DATA =
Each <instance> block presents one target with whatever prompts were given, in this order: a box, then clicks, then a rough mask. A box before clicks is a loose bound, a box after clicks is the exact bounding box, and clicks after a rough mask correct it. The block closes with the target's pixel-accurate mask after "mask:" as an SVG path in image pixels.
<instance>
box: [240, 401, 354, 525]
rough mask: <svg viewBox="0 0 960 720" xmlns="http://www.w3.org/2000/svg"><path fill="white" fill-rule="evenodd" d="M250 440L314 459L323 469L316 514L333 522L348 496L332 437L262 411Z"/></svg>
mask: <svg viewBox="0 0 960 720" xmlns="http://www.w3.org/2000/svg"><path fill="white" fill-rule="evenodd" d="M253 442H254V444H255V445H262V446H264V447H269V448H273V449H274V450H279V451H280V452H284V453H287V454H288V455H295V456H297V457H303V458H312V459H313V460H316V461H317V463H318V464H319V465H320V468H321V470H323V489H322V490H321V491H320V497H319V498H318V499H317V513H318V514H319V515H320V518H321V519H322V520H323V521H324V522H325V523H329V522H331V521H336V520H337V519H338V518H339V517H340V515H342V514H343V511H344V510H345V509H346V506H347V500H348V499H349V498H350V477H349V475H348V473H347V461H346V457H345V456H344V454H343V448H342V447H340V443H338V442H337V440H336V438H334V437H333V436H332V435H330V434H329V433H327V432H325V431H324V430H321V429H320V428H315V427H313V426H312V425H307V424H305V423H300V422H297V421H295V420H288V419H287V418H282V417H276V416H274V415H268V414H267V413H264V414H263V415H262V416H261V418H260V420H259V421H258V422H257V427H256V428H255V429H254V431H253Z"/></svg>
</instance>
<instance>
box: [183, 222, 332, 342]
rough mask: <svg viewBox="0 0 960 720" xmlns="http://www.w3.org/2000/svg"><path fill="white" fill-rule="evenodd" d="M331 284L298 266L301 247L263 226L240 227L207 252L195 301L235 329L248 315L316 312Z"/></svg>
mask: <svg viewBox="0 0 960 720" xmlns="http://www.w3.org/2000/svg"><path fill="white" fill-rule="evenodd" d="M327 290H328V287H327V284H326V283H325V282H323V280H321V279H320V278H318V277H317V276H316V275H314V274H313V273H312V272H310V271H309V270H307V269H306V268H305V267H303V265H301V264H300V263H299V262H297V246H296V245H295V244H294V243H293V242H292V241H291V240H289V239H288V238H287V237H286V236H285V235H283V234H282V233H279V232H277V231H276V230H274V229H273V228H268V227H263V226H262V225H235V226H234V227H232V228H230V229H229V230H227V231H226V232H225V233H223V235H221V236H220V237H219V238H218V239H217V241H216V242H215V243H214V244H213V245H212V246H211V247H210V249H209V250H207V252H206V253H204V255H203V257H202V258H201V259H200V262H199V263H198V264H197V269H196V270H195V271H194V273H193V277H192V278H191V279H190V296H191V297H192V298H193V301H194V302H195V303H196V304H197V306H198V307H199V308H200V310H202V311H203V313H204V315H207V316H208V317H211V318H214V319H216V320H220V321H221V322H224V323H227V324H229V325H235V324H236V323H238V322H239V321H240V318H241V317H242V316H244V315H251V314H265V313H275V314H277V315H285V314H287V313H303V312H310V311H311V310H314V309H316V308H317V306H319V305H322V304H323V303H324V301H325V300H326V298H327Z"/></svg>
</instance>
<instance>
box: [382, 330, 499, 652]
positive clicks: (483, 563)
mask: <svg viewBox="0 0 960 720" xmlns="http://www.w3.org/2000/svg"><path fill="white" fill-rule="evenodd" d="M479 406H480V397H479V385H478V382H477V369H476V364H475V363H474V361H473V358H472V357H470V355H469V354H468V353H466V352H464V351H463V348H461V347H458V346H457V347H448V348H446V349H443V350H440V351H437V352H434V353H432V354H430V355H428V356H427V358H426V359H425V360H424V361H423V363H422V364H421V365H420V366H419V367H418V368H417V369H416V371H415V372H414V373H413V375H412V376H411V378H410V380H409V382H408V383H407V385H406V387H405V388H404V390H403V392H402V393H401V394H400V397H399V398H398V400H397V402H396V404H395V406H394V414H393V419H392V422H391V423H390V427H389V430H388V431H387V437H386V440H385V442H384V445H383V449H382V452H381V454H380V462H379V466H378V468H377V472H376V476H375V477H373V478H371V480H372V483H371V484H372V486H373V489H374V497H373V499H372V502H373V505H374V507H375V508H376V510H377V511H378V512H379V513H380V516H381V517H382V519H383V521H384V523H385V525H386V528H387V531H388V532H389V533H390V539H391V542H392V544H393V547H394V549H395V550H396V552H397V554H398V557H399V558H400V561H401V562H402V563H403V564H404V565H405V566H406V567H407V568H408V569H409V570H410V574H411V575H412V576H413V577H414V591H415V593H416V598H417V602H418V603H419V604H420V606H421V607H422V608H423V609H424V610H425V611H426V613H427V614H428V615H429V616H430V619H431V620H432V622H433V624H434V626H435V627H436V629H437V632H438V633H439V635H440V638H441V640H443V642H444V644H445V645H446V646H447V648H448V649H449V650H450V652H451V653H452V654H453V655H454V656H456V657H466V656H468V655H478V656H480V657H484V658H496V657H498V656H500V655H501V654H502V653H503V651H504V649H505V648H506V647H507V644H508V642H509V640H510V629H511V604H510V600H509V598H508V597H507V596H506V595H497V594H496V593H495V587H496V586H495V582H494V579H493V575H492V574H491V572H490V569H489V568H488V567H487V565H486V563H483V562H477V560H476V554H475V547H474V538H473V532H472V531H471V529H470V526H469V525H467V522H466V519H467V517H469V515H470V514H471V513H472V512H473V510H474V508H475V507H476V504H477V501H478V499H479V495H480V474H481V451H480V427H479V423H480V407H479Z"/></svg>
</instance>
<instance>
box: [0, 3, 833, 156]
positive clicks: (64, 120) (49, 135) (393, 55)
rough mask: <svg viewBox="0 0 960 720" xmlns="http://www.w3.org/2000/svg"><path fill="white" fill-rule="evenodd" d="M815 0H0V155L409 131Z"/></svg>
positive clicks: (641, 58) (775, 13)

WHAT IS BEING ASKED = Copy the lines above exactly, beginning at the line containing "positive clicks: (64, 120)" and stopping at the last line.

TASK SOLUTION =
positive clicks: (64, 120) (49, 135) (393, 55)
rough mask: <svg viewBox="0 0 960 720" xmlns="http://www.w3.org/2000/svg"><path fill="white" fill-rule="evenodd" d="M815 0H0V155L409 131Z"/></svg>
positive clicks: (641, 58) (775, 13)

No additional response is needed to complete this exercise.